__Aim of the exercise__. Every record below should be printed exactly as it appears.
==== Given data ====
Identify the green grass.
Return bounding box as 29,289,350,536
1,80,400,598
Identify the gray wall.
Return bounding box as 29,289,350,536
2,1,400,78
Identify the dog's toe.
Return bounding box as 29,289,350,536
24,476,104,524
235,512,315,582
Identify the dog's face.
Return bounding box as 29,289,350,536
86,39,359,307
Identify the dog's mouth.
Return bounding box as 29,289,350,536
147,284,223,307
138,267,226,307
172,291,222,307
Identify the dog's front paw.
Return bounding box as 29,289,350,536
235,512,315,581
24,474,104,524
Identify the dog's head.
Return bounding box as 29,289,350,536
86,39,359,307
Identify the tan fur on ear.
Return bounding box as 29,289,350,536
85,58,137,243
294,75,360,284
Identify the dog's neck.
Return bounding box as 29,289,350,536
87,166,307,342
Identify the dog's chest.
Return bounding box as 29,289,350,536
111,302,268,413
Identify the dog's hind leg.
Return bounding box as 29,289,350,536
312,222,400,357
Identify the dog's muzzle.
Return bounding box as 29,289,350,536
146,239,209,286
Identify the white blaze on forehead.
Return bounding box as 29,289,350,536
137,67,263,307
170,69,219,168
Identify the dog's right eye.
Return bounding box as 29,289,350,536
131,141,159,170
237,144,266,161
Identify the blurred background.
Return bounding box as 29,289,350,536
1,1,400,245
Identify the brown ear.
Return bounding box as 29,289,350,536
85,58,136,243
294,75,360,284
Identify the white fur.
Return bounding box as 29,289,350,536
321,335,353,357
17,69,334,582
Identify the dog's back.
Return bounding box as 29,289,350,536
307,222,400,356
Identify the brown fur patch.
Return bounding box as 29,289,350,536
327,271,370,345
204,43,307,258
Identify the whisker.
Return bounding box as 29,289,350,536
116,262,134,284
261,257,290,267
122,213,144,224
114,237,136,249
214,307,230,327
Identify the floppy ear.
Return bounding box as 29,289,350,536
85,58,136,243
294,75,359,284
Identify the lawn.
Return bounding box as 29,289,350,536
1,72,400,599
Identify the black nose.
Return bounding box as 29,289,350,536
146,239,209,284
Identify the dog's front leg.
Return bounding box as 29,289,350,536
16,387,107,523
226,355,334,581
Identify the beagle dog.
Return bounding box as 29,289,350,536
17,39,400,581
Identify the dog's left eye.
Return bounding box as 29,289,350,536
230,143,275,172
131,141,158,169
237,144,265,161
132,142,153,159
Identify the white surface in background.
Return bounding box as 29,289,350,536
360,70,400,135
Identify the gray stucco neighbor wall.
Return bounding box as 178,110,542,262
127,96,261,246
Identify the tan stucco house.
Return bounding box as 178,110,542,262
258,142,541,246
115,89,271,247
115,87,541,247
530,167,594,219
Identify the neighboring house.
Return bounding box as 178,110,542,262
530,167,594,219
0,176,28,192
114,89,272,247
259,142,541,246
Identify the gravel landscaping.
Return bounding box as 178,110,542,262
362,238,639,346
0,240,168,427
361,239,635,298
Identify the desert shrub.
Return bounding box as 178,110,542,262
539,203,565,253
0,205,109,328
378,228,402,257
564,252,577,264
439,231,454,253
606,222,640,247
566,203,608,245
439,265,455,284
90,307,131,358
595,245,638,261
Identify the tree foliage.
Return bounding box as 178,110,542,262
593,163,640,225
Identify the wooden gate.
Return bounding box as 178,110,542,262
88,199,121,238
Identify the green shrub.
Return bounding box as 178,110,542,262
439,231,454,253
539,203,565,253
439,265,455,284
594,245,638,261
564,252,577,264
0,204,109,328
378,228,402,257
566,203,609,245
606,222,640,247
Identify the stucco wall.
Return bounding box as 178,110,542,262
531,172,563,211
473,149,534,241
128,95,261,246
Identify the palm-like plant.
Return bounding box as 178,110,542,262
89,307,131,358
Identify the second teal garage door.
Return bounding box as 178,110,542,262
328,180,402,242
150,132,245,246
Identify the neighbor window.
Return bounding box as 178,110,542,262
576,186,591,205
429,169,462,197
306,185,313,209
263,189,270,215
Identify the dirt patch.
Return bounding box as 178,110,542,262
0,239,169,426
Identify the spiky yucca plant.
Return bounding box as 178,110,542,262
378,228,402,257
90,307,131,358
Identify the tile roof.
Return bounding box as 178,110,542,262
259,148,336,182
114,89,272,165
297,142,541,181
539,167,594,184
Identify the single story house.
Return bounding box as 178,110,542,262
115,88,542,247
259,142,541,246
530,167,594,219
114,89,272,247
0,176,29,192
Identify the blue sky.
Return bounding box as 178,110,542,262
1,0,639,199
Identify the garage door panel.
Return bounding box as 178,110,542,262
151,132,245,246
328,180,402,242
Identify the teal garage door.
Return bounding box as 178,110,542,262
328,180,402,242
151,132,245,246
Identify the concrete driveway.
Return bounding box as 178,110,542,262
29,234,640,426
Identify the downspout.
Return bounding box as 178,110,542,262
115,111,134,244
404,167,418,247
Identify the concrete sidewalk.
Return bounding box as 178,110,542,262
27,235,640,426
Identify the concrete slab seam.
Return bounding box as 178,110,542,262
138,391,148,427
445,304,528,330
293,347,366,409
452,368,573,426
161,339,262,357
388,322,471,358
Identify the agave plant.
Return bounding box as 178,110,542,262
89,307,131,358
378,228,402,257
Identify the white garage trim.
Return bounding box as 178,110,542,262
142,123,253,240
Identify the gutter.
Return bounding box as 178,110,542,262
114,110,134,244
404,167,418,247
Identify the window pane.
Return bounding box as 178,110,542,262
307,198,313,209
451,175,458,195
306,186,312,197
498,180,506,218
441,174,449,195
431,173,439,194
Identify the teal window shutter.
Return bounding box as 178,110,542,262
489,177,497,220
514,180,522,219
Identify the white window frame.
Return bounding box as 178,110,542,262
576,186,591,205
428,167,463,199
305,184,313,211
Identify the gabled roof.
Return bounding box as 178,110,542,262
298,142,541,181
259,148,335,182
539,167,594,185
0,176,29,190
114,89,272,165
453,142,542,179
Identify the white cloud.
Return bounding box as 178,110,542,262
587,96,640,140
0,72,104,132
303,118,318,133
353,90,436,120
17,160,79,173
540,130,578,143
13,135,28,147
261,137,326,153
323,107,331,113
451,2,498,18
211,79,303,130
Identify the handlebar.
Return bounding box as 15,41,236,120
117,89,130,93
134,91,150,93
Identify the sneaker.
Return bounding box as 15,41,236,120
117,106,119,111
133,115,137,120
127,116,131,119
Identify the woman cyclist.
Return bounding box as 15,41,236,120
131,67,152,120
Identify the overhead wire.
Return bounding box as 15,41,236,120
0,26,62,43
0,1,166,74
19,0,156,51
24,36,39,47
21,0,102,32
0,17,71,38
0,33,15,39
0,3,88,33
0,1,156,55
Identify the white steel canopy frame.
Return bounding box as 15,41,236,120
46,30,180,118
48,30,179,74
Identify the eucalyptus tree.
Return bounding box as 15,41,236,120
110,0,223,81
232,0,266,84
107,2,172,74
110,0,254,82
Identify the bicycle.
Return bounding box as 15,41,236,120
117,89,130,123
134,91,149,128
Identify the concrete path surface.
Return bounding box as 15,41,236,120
====
__Written answer__.
Identify the green grass.
Return bounding box as 29,289,350,536
1,80,400,598
Identify the gray wall.
Return bounding box as 29,289,350,536
2,1,400,78
Identify the dog's toe.
Return bounding box as 29,289,350,536
24,476,104,524
235,512,315,582
Identify the dog's face.
Return bounding box as 29,289,350,536
86,39,359,307
Identify the dog's mouth.
Return bounding box as 29,289,350,536
147,284,223,307
138,267,226,307
172,291,222,307
Identify the dog's front paw.
Return bounding box as 29,289,350,536
235,512,315,581
24,474,104,524
Identify the dog's head.
Return bounding box as 29,289,350,536
86,39,359,307
Identify the tan fur on ear.
Return bounding box as 29,289,350,536
85,58,137,243
294,75,360,284
Identify the dog's neck.
Return bounding box as 29,289,350,536
87,166,307,342
Identify the dog's chest.
Return bounding box as 29,289,350,536
111,302,268,413
Identify the dog's hind leg.
Return bounding box as 29,289,350,536
312,222,400,357
Identify the dog's muzzle.
Return bounding box as 29,289,350,536
146,239,209,286
Identify the white blaze on forehead.
Return bounding box as 29,289,350,536
137,67,263,307
170,69,219,168
Identify the dog's right eye.
Return bounding box as 29,289,350,536
131,141,159,170
237,144,266,161
Identify the blurred background.
Return bounding box as 29,289,350,536
1,1,400,245
Identify the brown ear.
Return bounding box as 29,289,350,536
85,58,136,243
294,75,360,284
Identify the white fur.
Return bounding box as 29,289,350,536
321,335,353,357
17,69,334,582
Identify the dog's back.
Return bounding box as 29,289,350,536
307,222,400,356
Identify the brown fur patch.
Return bounding box as 29,289,350,536
327,271,370,345
204,43,307,258
Identify the whisker.
Return bounding box as 29,289,350,536
116,262,134,284
261,257,290,267
122,213,144,224
114,237,136,249
214,307,230,327
Identify the floppy ear.
Return bounding box as 29,289,350,536
85,58,136,243
294,75,359,284
Identify the lawn.
Return bounding box as 29,289,350,536
1,72,400,599
Identify the black nose.
Return bounding box as 29,289,350,536
146,239,209,284
Identify the dog's front leg.
Return bounding box as 29,289,350,536
16,387,107,523
226,355,334,581
Identify the beagle dog.
Return bounding box as 29,289,350,536
17,39,400,581
Identify the dog's left eye.
Return bounding box as 29,289,350,536
230,143,275,172
131,141,158,169
237,144,265,161
132,142,153,159
Identify the white surface in background.
Return bounding box as 29,289,350,536
360,70,400,135
Identify the gray stucco neighbor wall.
Return bounding box as 178,110,542,262
127,96,261,246
Identify the tan stucco house.
Return bounding box as 178,110,542,262
258,142,541,246
115,89,271,247
115,87,541,247
530,167,594,219
Identify the neighboring house.
Return bounding box as 178,110,542,262
530,167,594,219
0,176,28,192
114,89,272,247
259,142,541,246
Identify the gravel landscaping.
Return bounding box as 178,110,542,262
362,238,639,346
0,240,168,427
361,239,635,298
Identify the desert shrub.
Return bounding box as 178,110,542,262
539,203,565,253
0,205,109,328
378,228,402,257
564,252,577,264
439,231,454,253
606,222,640,247
566,203,608,245
439,265,455,284
90,307,131,358
595,245,638,261
Identify the tree foliage.
Return bounding box as 178,110,542,262
593,163,640,225
Identify the wooden gate.
Return bounding box as 178,110,542,262
88,199,121,238
Identify the green shrub.
Return bounding box as 178,110,542,262
439,231,454,253
539,203,565,253
439,265,455,284
594,245,638,261
564,252,577,264
0,204,109,328
378,228,402,257
566,203,609,245
606,222,640,247
Identify the stucco wall.
Return bounding box as 178,110,542,262
531,172,563,211
473,149,534,241
128,95,261,246
Identify the palm-like plant.
Return bounding box as 178,110,542,262
89,307,131,358
Identify the second teal garage door.
Return bounding box as 178,110,542,262
328,180,402,242
150,132,245,246
Identify the neighbor window.
Return bounding box as 178,110,542,262
576,186,591,205
429,169,462,197
306,185,313,209
263,189,270,215
Identify the dirt patch.
Return bounding box as 178,110,542,262
0,239,169,426
Identify the spiky yucca plant.
Return bounding box as 178,110,542,262
378,228,402,257
90,307,131,358
Identify the tile roof.
Return bounding box as 178,110,542,262
259,148,336,182
114,89,272,165
297,142,541,181
539,167,594,184
Identify the single story house.
Return bounding box as 178,110,542,262
115,88,542,247
259,142,541,246
530,167,594,219
114,89,272,247
0,176,29,192
Identify the blue sky.
Return bounding box as 178,110,542,262
1,0,639,199
Identify the garage door panel.
Return bounding box as 178,110,542,262
151,132,245,246
328,180,402,242
Identify the teal garage door.
Return bounding box as 178,110,542,262
328,180,402,242
151,132,245,246
Identify the concrete driveway.
Return bounding box as 178,110,542,262
29,234,640,426
Identify the downspout.
Return bounding box as 178,110,542,262
115,111,134,244
404,167,418,247
Identify the concrete sidewalk.
Return bounding box as 178,110,542,262
27,235,640,426
Identify the concrete slab seam.
Return bounding box as 178,110,542,262
138,391,148,427
445,304,528,330
293,347,366,409
452,368,573,426
161,339,262,357
388,322,471,358
Identify the agave plant.
Return bounding box as 178,110,542,262
89,307,131,358
378,228,402,257
Identify the white garage trim.
Return bounding box as 178,110,542,262
142,123,253,240
Identify the gutter.
Return bounding box as 178,110,542,262
114,110,134,244
404,167,418,247
Identify the window pane.
Return bounding box as 178,110,542,262
307,198,313,209
451,175,458,195
306,186,312,197
498,180,506,218
441,174,449,195
431,173,439,194
Identify the teal window shutter.
Return bounding box as 178,110,542,262
489,177,497,220
514,180,522,219
Identify the white window frame.
Return bounding box as 178,110,542,262
576,186,591,205
428,167,463,199
305,184,313,211
Identify the gabled roof.
Return bounding box as 178,110,542,262
298,142,541,181
259,148,335,182
539,167,594,185
0,176,29,190
114,89,272,165
453,142,542,179
Identify the white cloud.
Return bounding box as 178,110,542,262
587,96,640,140
0,72,104,132
303,118,318,133
353,90,436,120
17,160,79,173
540,130,578,143
13,135,28,147
261,137,326,153
323,107,331,113
451,2,498,18
211,79,303,130
Identify the handlebar.
Return bounding box as 15,41,236,120
117,89,130,93
134,91,150,93
Identify the sneaker.
Return bounding box as 15,41,236,120
117,106,119,111
133,115,137,120
127,116,131,119
Identify the woman cyclist.
Return bounding box as 15,41,236,120
131,67,152,120
Identify the overhead wire.
Return bounding box as 15,41,236,120
0,26,62,43
0,1,166,74
19,0,156,51
24,36,39,47
21,0,102,32
0,17,71,38
0,33,15,39
0,3,88,33
0,1,156,55
Identify the white steel canopy frame.
Return bounding box as 15,41,236,120
46,30,180,118
48,30,179,74
Identify the eucalyptus tree.
Return bounding box as 15,41,236,120
110,0,223,81
232,0,266,84
107,2,172,74
110,0,254,82
Identify the bicycle.
Return bounding box as 15,41,236,120
117,89,130,123
134,91,149,128
Identify the concrete path surface.
Return bounding box as 15,41,236,120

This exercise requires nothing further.